• **Page text**:
———

Watch the Poetry Reading Blossoming Everywhere like Sunlight:
Watch the Poetry Reading POETS LIKE TO STIR THE POT:
Poems Read by Becky Shrimpton
Get to know poet Samuel Warmack:
1) What is the theme of your poem?
Blossoming – Violence and violence in the name of progress often seems to live on far beyond the initial hopes for progression. We (governments, religions, etc.), always seem to claim to believe in peace and, yet, violence seems to always follow our best laid plans for harmony. We name our sons and daughters for saints and yet that better nature always seems to get obscured by human greed, and that bizarre human need to be baptized by violence.
Poets – When your entire writing career is based upon the value of human emotion, do you stand to become a victim of the prostitution of those emotions? This poem is a personal reflection on the toll of constant personal reflection.
2) How would you like people to respond when they read or watch your poetry reading?

———

• **Information shown**:
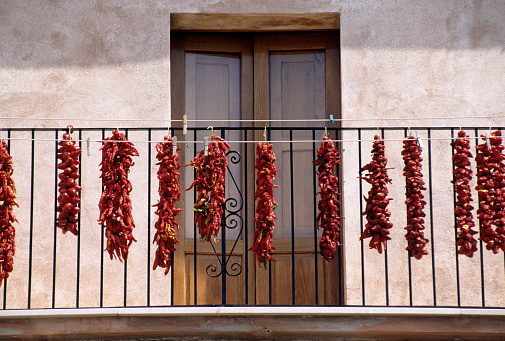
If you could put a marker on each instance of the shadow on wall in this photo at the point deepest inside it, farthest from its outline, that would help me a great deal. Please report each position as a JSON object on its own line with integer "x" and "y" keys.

———

• **Written task 1**:
Can you print the part of the Samuel Warmack interview starting with "Watch the Poetry Reading Blossoming" and going on through "baptized by violence."?
• **Written task 2**:
Do these statements agree with the Samuel Warmack interview? (a) The poems were read by Becky Shrimpton. (b) The poem about poets is described as a reflection on the toll of constant personal reflection. (c) The theme given for "Blossoming" is the lasting peace that follows our plans for progress.
• **Written task 3**:
Can you pick up the Samuel Warmack interview after its final question and carry it forward?

• **Exercise output 1**:
Watch the Poetry Reading Blossoming Everywhere like Sunlight:
Watch the Poetry Reading POETS LIKE TO STIR THE POT:
Poems Read by Becky Shrimpton
Get to know poet Samuel Warmack:
1) What is the theme of your poem?
Blossoming – Violence and violence in the name of progress often seems to live on far beyond the initial hopes for progression. We (governments, religions, etc.), always seem to claim to believe in peace and, yet, violence seems to always follow our best laid plans for harmony. We name our sons and daughters for saints and yet that better nature always seems to get obscured by human greed, and that bizarre human need to be baptized by violence.

• **Exercise output 2**:
(a) Yes: "Poems Read by Becky Shrimpton"
(b) Yes: "This poem is a personal reflection on the toll of constant personal reflection."
(c) No: "violence seems to always follow our best laid plans for harmony"

• **Exercise output 3**:
If one person reads/hears something I wrote, and feels that moment in time I was trying to capture, then I have done my job as a writer. If that person feels that moment, and questions their own view on reality, then I’ve done my job as a poet. Whatever it is that someone feels after reading my poetry, I only want to know that I’ve at least made them feel SOMETHING.
3) How long have you been writing poetry?
The first poem I can remember writing is when I was 3 or 4 years-old. That was 27 years ago now, so, I’ve been writing in one form another for as long as I’m able to actually remember.
4) Do you have a favorite poet?
I love so many poets, but the first I can remember truly connecting with is Saul Williams. His innate sense of rhythm; the beautiful, ugly insights; the easy, open flow of his sentences, where every word serves a purpose… You’re not supposed to admit such things, but I’m a total fanboy.
5) What influenced you to submit to WILDsound and have your poetry performed by a professional actor?
What I always try and convey with my writing is a sense of the dramatic – my biggest complaint with poetry is that, at times, it’s too insular. I feel like a poets’ duty is to make the intangible real, to involve the reader, so I try to imagine every poem as an opportunity to sketch a scene on a stage. I felt like WILDsound was the perfect space for a drama fan like me to submit his work.
6) Do you write other works? scripts? Short Stories? Etc..?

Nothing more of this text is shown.